__TEXTE FOURNI__.
☆ ☆ ☆ ☆
L’habitude de la solitude acquise en prison

J’ai pris conscience de quelque chose la semaine dernière et ça m’a fait plutôt bizarre.
Lorsque j’étais en prison j’ai pris l’habitude de me débrouiller par moi-même et ne pas penser aux gens qui étaient près de moi dans le passé. Il a fallu que je passe par là pour ma santé mentale. J’écrivais aux gens et je ne recevais pas de réponses. Quelqu’un m’avait dit de ne pas abandonner et de continuer à écrire à mes enfants à toutes les semaines. J’ai trois enfants, quand j’écrivais trois lettres et que je ne recevais pas de réponse, je me demandais de quoi parler dans ma lettre suivante. J’ai fini par lâcher prise et n’écrire qu’aux fêtes et à Noël. Je ne fais pas de reproches, je ne fais qu’expliquer ce qui m’arrivait. Je ne juge plus pourquoi les gens prennent certaines décisions, je ne suis pas à leur place.
☆ ☆ ☆ ☆
__DONNÉES DISPONIBLES__.
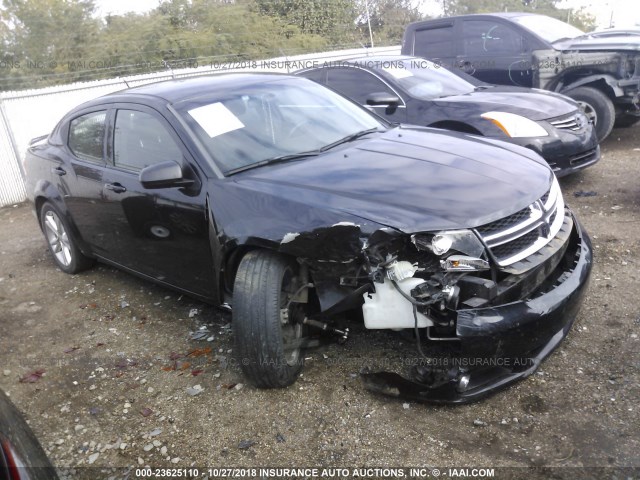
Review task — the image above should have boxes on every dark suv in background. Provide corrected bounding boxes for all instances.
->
[402,13,640,141]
☆ ☆ ☆ ☆
__SÉRIE D'EXERCICES__.
[1] Selon le texte sur la solitude acquise en prison, à quelles occasions la personne qui écrit a-t-elle fini par envoyer des lettres ?
[2] Poursuivez le texte sur la solitude acquise en prison à partir de sa dernière phrase.

__RÉPONSES__.
[1] Seulement aux fêtes et à Noël.

[2]
Mon monde c’était la prison et les gens qui vivaient avec moi. Je discutais avec mon frère et mon père parfois au téléphone. Ils m’envoyaient de l’argent pour que je le fasse alors je savais qu’ils voulaient de mes nouvelles. Par contre, parler au téléphone était très difficile. Premièrement, c’est compliqué de trouver un téléphone disponible. Lorsque tu en as un, il y a des gens juste à côté qui jouent aux cartes ou au domino (ça c’est de la torture. Les gars mettaient une couverture sur la table en acier mais ils frappaient les dominos si fort sur la table qu’ils cassaient les dominos. Les mexicains étaient tout en douceur mais les dominicains se reculaient de deux mètres et se précipitaient vers la table en la frappant du domino le plus fort possible. Selon eux, ça faisait partie du jeux, comme si ça leur donnait plus de chances de gagner).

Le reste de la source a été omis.